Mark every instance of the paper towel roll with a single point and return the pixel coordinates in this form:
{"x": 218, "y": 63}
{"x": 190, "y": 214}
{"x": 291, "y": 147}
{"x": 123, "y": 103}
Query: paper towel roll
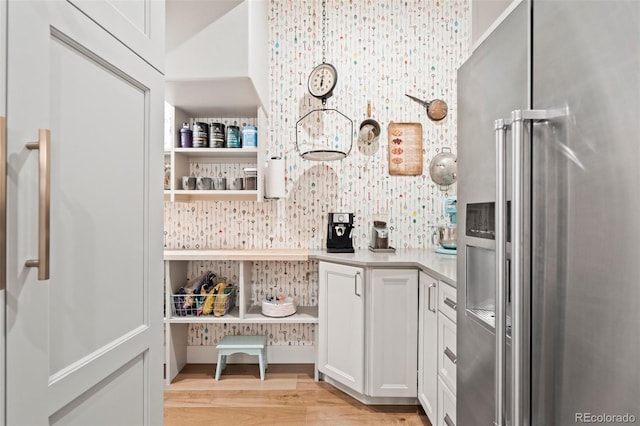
{"x": 274, "y": 178}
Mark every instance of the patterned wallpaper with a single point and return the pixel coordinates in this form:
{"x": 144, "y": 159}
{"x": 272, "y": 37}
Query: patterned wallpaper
{"x": 382, "y": 50}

· · · · ·

- [GIVEN EXERCISE]
Could you write out all of the entries above again, requests included, with every x and y coordinate in the answers offset by 19 and the sample coordinates in the requests left unchanged? Leave the pictures out.

- [SOLVED EXERCISE]
Mark every instance of the paper towel roll with a single point and return the pixel coordinates in this form:
{"x": 218, "y": 63}
{"x": 190, "y": 214}
{"x": 291, "y": 147}
{"x": 123, "y": 103}
Query: paper towel roll
{"x": 293, "y": 197}
Mark every instance of the patterned wallpaper with a single point and return the pixel coordinates in this form:
{"x": 144, "y": 159}
{"x": 272, "y": 37}
Query: patterned wallpaper
{"x": 401, "y": 69}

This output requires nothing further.